* Exercises to complete:
- 1) Using the Berlin excerpt, say whether each statement agrees with it, answering yes or no and quoting the words that decide it: (a) Russian forces left Berlin at the end of August 1994. (b) The Berlin Airlift kept the city going for 24 months. (c) Berlin became the West German capital in 1949.
- 2) Name every nation whose troops the Berlin excerpt says poured into Berlin after the Nazi surrender.

* Text excerpt:
September marked the tenth anniversary of the final withdrawal of foreign troops from Berlin following the fall of the Wall, an act that drew a line under the Cold War. At the end of August 1994, the Russian forces departed, followed--pointedly one week later--by US, British and French troops. Their departure brought to a close Berlin's invidious distinction as an occupied city, a status it had held since April 1945 when Soviet forces had stormed in, bringing Nazi reign--and the European component of the Second World War--to a brutal and bloody end.

By the time the Nazis surrendered, Berlin was well within Soviet-held territory, but the final treaty gave control of half of the city to the USA, UK and France. Troops from all four nations poured in, initially to root out the last Nazis, and then, supposedly, to work together to get the city back on its feet. It proved to be an uneasy alliance. Tensions between the Soviets and the Western Allies mounted, and West Berlin became increasingly marooned in a sea of Communist-controlled territory, linked to what was soon to become West Germany only by road and rail corridors that were heavily guarded by Soviet soldiers.

The Soviets tried all kinds of tactics to force the Allies out of Berlin, finally closing the land corridors and threatening to starve West Berlin into submission. The Allies responded with the Berlin Airlift, which kept the city going for 18 months in 1948-49 until the Soviets backed down and land links were reopened. West Berlin was safe, for the moment at least, and for the next half century it was to be the star pawn in the Cold War, a constant and deliberate thorn in the Communists' side.

Attempts to give the city a unified administration were quickly abandoned. The Communist and capitalist halves developed separate governments and infrastructures, and Bonn became the West German capital in 1949. It was a separation that became almost total when the Wall was thrown up in August 1961 (see The Berlin Wall, right). For the next 28 years, East and West Berlin glowered at each other in a Cold War stalemate. Then came the revolution.

* Data entries:

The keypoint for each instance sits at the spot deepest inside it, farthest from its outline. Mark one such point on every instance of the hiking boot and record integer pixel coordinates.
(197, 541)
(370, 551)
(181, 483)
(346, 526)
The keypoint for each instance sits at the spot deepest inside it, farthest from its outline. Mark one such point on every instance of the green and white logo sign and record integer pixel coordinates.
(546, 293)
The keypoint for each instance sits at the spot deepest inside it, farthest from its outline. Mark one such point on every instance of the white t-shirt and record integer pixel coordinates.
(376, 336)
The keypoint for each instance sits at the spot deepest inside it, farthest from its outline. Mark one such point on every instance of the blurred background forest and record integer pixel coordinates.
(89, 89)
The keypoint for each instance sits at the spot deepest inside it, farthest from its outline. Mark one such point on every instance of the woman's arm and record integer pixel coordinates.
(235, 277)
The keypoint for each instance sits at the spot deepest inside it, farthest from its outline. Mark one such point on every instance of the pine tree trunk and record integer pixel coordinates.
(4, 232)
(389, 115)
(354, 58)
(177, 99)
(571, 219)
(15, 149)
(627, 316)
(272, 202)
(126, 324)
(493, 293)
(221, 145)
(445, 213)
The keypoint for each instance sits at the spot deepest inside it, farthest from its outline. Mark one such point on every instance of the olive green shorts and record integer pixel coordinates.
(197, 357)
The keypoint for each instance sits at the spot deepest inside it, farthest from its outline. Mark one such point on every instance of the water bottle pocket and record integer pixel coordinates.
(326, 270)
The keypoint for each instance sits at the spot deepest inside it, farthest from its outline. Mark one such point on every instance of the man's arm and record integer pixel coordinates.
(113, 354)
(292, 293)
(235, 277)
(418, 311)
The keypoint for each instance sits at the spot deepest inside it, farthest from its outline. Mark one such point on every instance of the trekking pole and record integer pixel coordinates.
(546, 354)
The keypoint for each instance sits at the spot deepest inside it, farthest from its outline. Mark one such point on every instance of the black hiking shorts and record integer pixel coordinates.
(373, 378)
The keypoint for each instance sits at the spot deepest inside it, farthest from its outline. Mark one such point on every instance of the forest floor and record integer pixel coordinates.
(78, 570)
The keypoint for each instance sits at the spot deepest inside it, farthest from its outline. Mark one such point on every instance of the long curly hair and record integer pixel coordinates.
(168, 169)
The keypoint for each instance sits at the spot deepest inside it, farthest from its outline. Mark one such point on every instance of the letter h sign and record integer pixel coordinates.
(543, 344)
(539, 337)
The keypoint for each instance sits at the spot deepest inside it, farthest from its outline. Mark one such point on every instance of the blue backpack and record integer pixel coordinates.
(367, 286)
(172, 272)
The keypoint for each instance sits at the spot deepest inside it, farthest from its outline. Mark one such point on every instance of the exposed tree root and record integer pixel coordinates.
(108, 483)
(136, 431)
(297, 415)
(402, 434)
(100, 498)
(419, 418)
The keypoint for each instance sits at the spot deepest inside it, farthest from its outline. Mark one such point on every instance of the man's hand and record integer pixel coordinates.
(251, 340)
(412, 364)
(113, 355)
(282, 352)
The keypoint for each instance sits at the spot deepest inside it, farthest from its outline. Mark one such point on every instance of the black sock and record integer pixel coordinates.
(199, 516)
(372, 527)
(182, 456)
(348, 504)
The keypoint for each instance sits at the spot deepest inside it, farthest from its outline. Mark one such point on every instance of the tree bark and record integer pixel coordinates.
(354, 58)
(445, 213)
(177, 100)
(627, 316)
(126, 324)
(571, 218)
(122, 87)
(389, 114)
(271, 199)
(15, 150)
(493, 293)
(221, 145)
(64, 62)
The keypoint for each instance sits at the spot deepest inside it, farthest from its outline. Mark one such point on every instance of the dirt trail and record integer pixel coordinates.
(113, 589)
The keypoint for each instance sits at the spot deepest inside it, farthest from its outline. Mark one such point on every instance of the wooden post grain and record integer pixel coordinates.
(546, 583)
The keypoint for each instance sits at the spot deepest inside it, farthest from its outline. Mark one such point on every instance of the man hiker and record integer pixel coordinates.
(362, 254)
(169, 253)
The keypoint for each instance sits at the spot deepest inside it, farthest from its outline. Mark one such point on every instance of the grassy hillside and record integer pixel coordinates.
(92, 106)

* Results of the exercise:
- 1)
(a) Yes: "At the end of August 1994, the Russian forces departed"
(b) No: "kept the city going for 18 months in 1948-49"
(c) No: "Bonn became the West German capital in 1949"

- 2)
- the Soviet Union
- the USA
- the UK
- France